*How to complete this task*:
Without any of their pictures, return all of the records exactly.

*Data excerpts*:

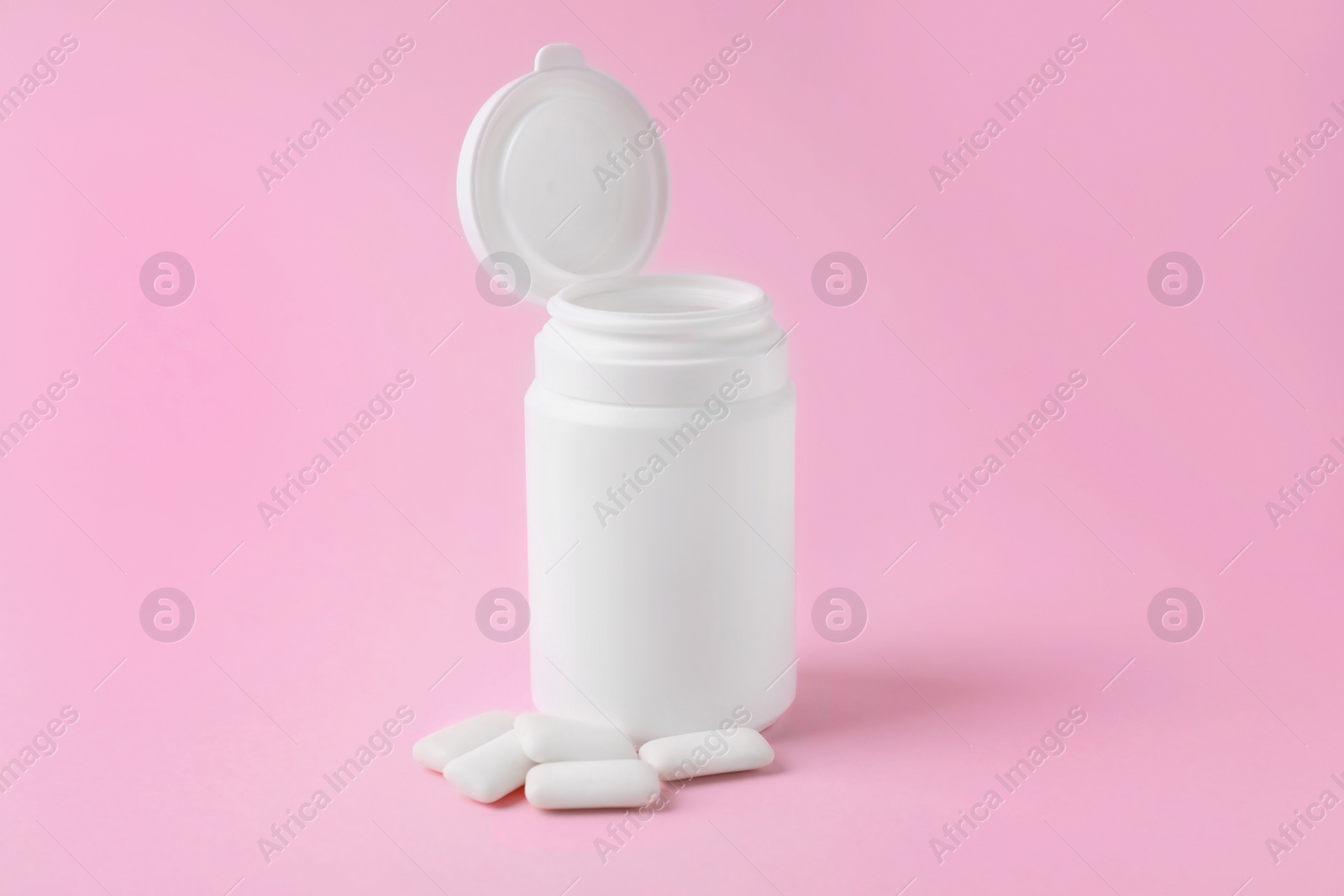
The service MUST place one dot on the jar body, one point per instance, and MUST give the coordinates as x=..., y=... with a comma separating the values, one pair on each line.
x=660, y=512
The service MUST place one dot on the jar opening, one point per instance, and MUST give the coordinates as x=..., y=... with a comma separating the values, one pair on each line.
x=659, y=301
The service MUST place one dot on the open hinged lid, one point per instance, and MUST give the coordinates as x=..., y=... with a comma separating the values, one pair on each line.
x=564, y=170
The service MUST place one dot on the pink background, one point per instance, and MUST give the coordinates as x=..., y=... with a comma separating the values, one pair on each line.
x=1028, y=602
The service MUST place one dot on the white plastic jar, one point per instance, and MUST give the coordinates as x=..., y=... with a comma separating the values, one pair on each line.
x=659, y=429
x=660, y=506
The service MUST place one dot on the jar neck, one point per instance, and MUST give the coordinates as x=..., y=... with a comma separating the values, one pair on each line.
x=659, y=340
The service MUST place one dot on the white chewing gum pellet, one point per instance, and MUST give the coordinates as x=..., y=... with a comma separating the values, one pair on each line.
x=558, y=739
x=602, y=783
x=492, y=770
x=437, y=750
x=685, y=757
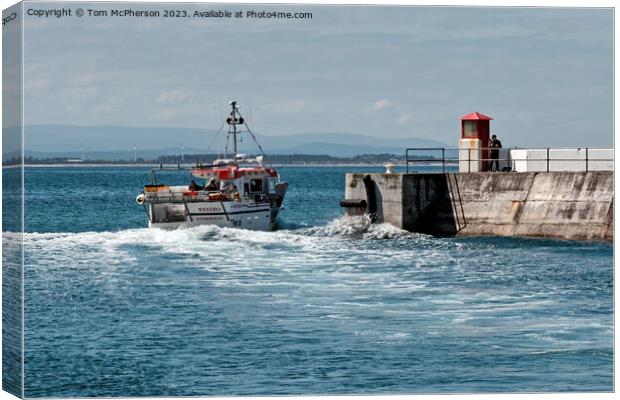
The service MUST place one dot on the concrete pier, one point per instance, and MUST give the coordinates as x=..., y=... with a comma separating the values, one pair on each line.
x=569, y=205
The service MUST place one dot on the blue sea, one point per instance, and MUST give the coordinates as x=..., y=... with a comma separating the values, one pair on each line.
x=323, y=305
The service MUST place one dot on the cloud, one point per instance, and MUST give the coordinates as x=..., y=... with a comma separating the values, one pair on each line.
x=404, y=118
x=380, y=105
x=295, y=106
x=173, y=96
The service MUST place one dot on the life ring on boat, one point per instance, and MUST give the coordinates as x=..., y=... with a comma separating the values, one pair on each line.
x=218, y=197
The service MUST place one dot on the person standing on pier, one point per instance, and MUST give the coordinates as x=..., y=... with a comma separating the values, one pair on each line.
x=495, y=144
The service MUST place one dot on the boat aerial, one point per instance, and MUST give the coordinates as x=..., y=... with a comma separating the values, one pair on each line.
x=237, y=192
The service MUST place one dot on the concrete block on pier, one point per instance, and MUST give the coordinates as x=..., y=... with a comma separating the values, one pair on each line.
x=572, y=205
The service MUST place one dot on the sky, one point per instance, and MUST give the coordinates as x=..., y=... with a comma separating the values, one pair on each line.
x=544, y=74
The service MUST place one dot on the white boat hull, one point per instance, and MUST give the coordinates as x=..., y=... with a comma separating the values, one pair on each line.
x=226, y=214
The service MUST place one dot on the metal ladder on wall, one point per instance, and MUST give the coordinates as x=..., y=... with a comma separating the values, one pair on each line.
x=456, y=202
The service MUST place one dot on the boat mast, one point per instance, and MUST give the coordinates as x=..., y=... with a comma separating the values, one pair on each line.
x=233, y=121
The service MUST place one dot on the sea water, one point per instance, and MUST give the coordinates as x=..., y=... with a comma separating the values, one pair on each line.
x=323, y=305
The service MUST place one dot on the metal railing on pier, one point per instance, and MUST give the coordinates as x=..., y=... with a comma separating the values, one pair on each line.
x=510, y=159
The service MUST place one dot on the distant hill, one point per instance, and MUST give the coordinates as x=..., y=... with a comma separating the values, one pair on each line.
x=116, y=142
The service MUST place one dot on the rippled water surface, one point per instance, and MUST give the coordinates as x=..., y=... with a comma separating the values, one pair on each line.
x=321, y=306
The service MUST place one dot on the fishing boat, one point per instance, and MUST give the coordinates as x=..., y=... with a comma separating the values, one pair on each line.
x=237, y=192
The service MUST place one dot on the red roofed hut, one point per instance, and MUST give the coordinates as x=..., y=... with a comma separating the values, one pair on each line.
x=477, y=126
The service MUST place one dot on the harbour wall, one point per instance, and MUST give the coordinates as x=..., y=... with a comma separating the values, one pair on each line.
x=569, y=205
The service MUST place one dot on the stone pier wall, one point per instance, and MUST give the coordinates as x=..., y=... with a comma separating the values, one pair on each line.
x=571, y=205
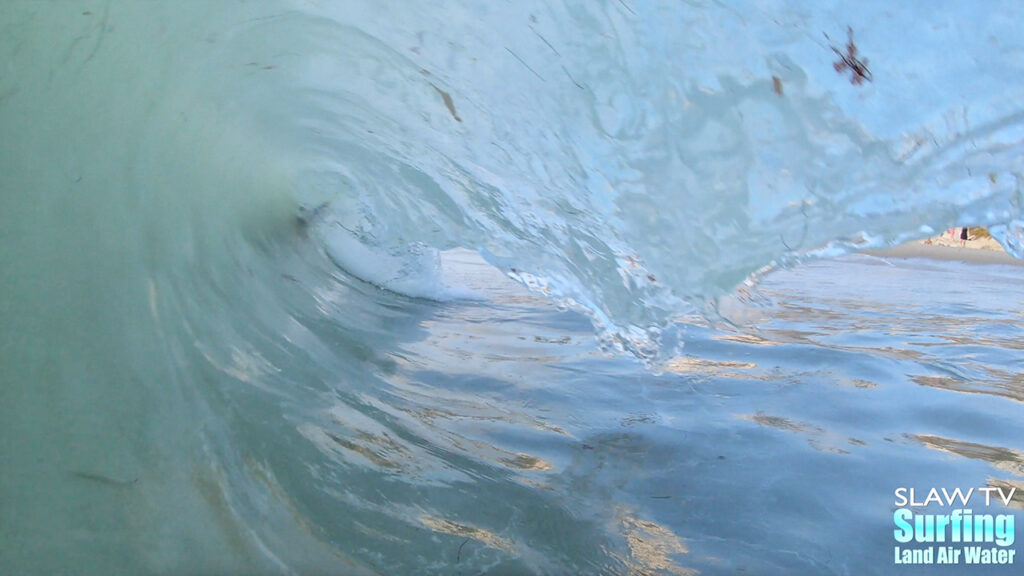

*Exercise answer*:
The service MUST place one dot on the jar body, one point per instance, and MUST give the coordinates as x=..., y=... with a comma separating the values, one pair on each line.
x=660, y=512
The service MUST place one dot on the jar opening, one point per instance, and MUST give the coordinates as x=..., y=... with a comma separating the values, one pair on each line.
x=659, y=301
The service MUST place one dot on the open hinged lid, one point per instance, and MUST give the coordinates as x=..., y=... with a comma separating the values, one pair on each line.
x=564, y=170
The service MUST place one dot on the pink background, one point per instance, and MUST give the coordinates as x=..., y=... with a comma separating the values, one pair on each line.
x=1028, y=602
The service MUST place one dot on the white plastic jar, one point per instance, and MUST give the coordinates as x=..., y=... with a comma separating the values, one pair on each line.
x=659, y=429
x=660, y=506
The service MUST place one dot on the jar neck, one point per instance, and MUST give the coordinates as x=..., y=... with a comma separating the values, one pair on each line.
x=659, y=340
The service MUST place one dot on the white chewing gum pellet, one point per instance, and MUST give the coordinates as x=..., y=... with a comma separating the values, one pair on each line.
x=558, y=739
x=602, y=783
x=492, y=770
x=437, y=750
x=685, y=757
The service MUST place one dot on the concrete pier, one point per instance, and MUST give the coordinates as x=..., y=... with a comma separating the values, one pair on each line.
x=569, y=205
The service MUST place one dot on the blue sea, one point per instance, and MUST give the coordinates as x=..., y=... with a comma separating the values, one pair on each line.
x=323, y=305
The service MUST place one dot on the cloud, one point per instance, and MUST give the coordinates as x=..., y=... with a comma separating the values, one pair on each line.
x=404, y=118
x=380, y=105
x=295, y=106
x=173, y=96
The service MUST place one dot on the life ring on boat, one point per instance, and MUST give the coordinates as x=..., y=... with a comma separating the values, one pair on each line.
x=218, y=197
The service MUST place one dot on the person standing on pier, one point per instance, and MUST give the coordinates as x=..., y=... with a comma separating the values, one pair on each line.
x=495, y=144
The service MUST place one dot on the boat aerial, one point per instance, and MUST give the coordinates as x=..., y=... with a comma separating the values, one pair on each line.
x=237, y=192
The service MUST place one dot on the concrete block on pier, one point per instance, and MUST give the coordinates as x=..., y=... with a comma separating the values, one pair on each line.
x=572, y=205
The service MUST place one dot on the sky, one point per instance, and MUST give the coordinates as x=..., y=... with a comma separating the values, one pair on each line.
x=544, y=74
The service MUST place one dot on the white boat hull, one point per instance, and MUST give the coordinates as x=..., y=... with a comma separating the values, one pair on each line.
x=226, y=214
The service MUST place one dot on the metal ladder on wall, one point per instance, and MUST give the coordinates as x=..., y=... with a comma separating the values, one pair on each line.
x=456, y=202
The service MUST place one dot on the boat mast, one point per instance, and MUST give the coordinates as x=..., y=... with a comma separating the values, one pair on each line.
x=233, y=121
The service MUST place one dot on the sea water, one point per instance, and MUST give the coordinates as x=..., y=... with a comma separating the values, one pair on each line.
x=323, y=305
The service MUST place one dot on the metal railing on pier, one point per instance, and MUST give the coordinates as x=..., y=... with a comma separating the values, one pair on each line.
x=510, y=159
The service MUST place one dot on the distant hill, one point per instance, and MUST give the coordinates as x=..., y=... with a comma separating the values, one pair on each line.
x=116, y=142
The service MUST place one dot on the rippled water surface, one point per instance, and MUST give the coordinates as x=..., y=... with a comma separating the values, one pair on each line.
x=321, y=306
The service MUST place one dot on the fishing boat, one point per instance, and MUST give the coordinates as x=..., y=... with a comma separating the values, one pair on each line.
x=237, y=192
The service MUST place one dot on the red roofed hut, one point per instance, and MUST give the coordinates as x=..., y=... with a comma separating the values, one pair on each line.
x=477, y=126
The service MUST place one dot on the harbour wall, one point per instance, and MUST give the coordinates as x=..., y=... with a comma separating the values, one pair on each line.
x=569, y=205
The service MUST place one dot on the stone pier wall, one point per instance, and MUST give the coordinates as x=..., y=... with a comma separating the values, one pair on each line.
x=571, y=205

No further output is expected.